- [DIRECTION A] Reproduce in full, word for word, the blog post below on mastering your role for career security.
***** PASSAGE
Posts Tagged ‘Employment’

A few weeks ago, I wrote a blog on 10 steps to optimize your career security. This is the second installment in elaborating on the 10 steps. It may seem like a no brainer that, in order to increase your career security, you really need to master your role. Unfortunately, the culture in most of corporate America fosters an attitude of doing things the easy and convenient way rather than doing the best way. In most cases, if a person performs at 70% or 80%, their compensation will be no different than if they perform at 100%. Furthermore, people feel they don’t have the time to really take the steps to fully master their role. People get into a pattern of punching the clock, trudging through the daily grind, with the goal of getting through the day. We end up just going through the motions.

The problem is two-fold. First is that productivity for the company really suffers. Secondly, and from a personal career perspective, more importantly, this type of work philosophy validates the company’s view that employees are nothing more than commodities, and when it is time to cut costs, the employee gets the boot.

In order to truly master your role, you need to understand what part it plays in helping the organization achieve its mission and goals. If you have taken the time to ask questions as discussed in the first installment, you will have a greater understanding of how you are contributing to the bottom line of the company.

Additionally,industries and technologies are constantly changing. Are you staying on top of the advances? You need to be constantly seeking ways to increase your knowledge. Ways meet this demand will be addressed in a future blog.

Finally you need to be constantly looking for ways to improve performance and quality. Too often employees are not motivated to make these improvements because it takes too much work, and it is easier to just go with the status quo. Again this is where complacency sets in, and also furthers the employer’s view that you are just a commodity.
**********
***** GIVEN RECORDS
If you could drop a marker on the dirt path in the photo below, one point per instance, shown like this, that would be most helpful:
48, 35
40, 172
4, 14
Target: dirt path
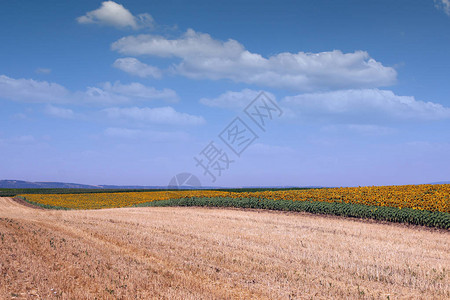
192, 253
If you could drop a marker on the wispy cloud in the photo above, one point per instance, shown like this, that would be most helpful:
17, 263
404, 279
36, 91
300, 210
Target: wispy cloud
135, 67
159, 115
233, 100
203, 57
366, 105
129, 133
34, 91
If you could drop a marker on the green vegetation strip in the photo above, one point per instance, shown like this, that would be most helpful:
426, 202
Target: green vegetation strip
381, 213
42, 205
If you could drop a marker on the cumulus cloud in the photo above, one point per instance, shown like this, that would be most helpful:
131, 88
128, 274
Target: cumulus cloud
113, 14
365, 105
29, 90
59, 112
443, 5
159, 115
234, 100
127, 133
135, 67
203, 57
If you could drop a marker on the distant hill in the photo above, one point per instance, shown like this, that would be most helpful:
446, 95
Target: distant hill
441, 182
19, 184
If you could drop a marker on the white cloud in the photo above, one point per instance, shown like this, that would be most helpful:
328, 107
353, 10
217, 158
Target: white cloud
127, 133
159, 115
125, 93
135, 67
234, 100
59, 112
443, 5
43, 71
113, 14
29, 90
203, 57
365, 105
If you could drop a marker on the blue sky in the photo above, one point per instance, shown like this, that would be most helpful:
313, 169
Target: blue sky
130, 92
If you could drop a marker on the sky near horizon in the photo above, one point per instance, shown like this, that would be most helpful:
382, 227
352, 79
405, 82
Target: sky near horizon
348, 93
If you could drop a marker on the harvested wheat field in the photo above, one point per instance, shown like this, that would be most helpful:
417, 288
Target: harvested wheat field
201, 253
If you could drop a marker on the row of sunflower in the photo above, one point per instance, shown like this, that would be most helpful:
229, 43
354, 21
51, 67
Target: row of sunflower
420, 197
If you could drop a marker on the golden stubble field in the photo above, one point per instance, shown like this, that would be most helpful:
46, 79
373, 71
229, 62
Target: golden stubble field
201, 253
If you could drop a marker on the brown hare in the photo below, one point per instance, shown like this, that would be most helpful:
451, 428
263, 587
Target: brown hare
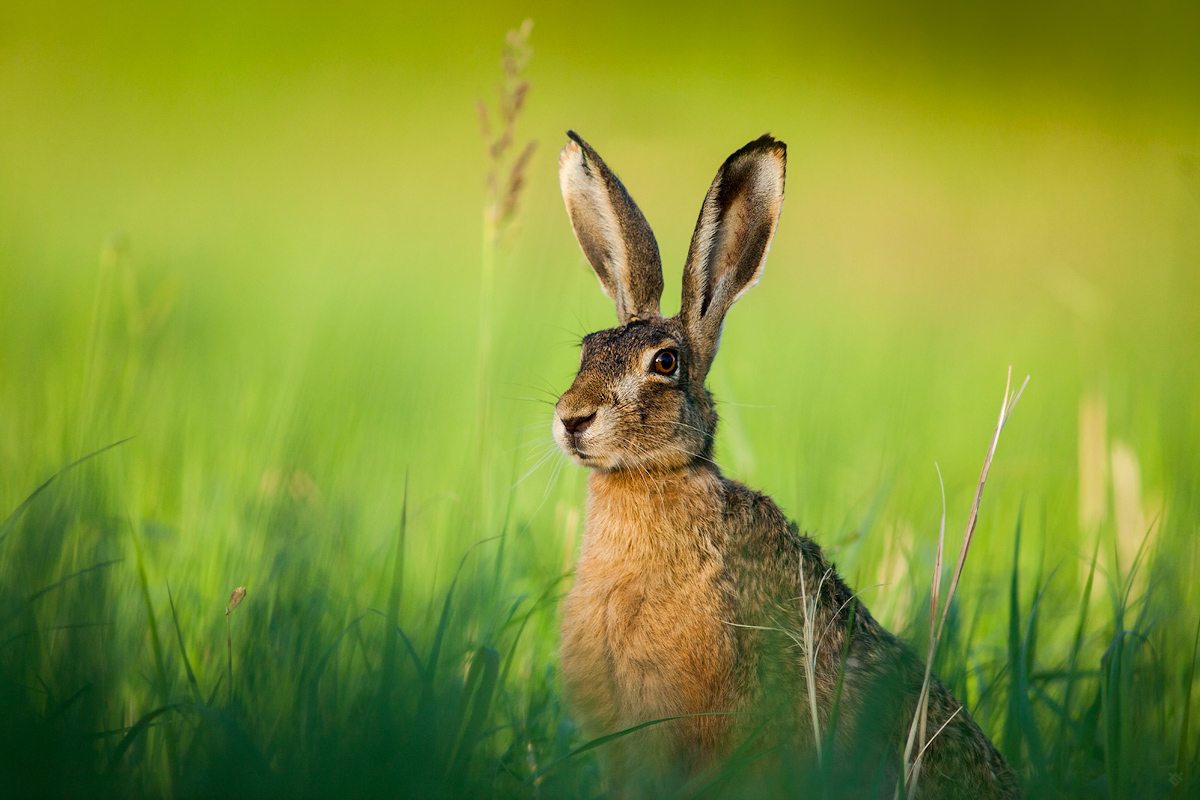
687, 581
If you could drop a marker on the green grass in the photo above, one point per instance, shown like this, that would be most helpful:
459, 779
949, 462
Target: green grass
255, 248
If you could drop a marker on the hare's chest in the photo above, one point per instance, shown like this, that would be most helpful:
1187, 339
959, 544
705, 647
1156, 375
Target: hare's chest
639, 645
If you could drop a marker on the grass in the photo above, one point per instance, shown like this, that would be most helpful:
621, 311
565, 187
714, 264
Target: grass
288, 334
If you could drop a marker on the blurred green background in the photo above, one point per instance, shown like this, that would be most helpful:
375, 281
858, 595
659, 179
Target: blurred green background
250, 235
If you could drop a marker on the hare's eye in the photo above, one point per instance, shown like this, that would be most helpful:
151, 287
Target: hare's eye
665, 362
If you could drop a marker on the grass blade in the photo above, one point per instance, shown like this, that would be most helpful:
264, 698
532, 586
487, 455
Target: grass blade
183, 650
11, 521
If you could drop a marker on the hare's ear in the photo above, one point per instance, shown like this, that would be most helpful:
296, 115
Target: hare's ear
732, 236
612, 232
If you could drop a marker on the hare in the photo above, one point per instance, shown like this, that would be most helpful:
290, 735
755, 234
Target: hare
688, 582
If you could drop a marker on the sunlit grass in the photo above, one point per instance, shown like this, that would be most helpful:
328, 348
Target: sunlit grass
289, 332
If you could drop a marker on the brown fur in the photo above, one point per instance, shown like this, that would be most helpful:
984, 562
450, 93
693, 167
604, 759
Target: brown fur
688, 582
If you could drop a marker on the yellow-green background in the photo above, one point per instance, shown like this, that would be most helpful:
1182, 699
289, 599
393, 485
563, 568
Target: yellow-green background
250, 235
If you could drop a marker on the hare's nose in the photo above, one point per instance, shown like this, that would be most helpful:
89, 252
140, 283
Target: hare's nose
**********
- [DIRECTION B] How many lines in the records above contain the word "white"? Reply with the number alone.

- [ANSWER A]
Posts Tagged ‘Employment’

A few weeks ago, I wrote a blog on 10 steps to optimize your career security. This is the second installment in elaborating on the 10 steps. It may seem like a no brainer that, in order to increase your career security, you really need to master your role. Unfortunately, the culture in most of corporate America fosters an attitude of doing things the easy and convenient way rather than doing the best way. In most cases, if a person performs at 70% or 80%, their compensation will be no different than if they perform at 100%. Furthermore, people feel they don’t have the time to really take the steps to fully master their role. People get into a pattern of punching the clock, trudging through the daily grind, with the goal of getting through the day. We end up just going through the motions.

The problem is two-fold. First is that productivity for the company really suffers. Secondly, and from a personal career perspective, more importantly, this type of work philosophy validates the company’s view that employees are nothing more than commodities, and when it is time to cut costs, the employee gets the boot.

In order to truly master your role, you need to understand what part it plays in helping the organization achieve its mission and goals. If you have taken the time to ask questions as discussed in the first installment, you will have a greater understanding of how you are contributing to the bottom line of the company.

Additionally,industries and technologies are constantly changing. Are you staying on top of the advances? You need to be constantly seeking ways to increase your knowledge. Ways meet this demand will be addressed in a future blog.

Finally you need to be constantly looking for ways to improve performance and quality. Too often employees are not motivated to make these improvements because it takes too much work, and it is easier to just go with the status quo. Again this is where complacency sets in, and also furthers the employer’s view that you are just a commodity.

- [ANSWER B] 2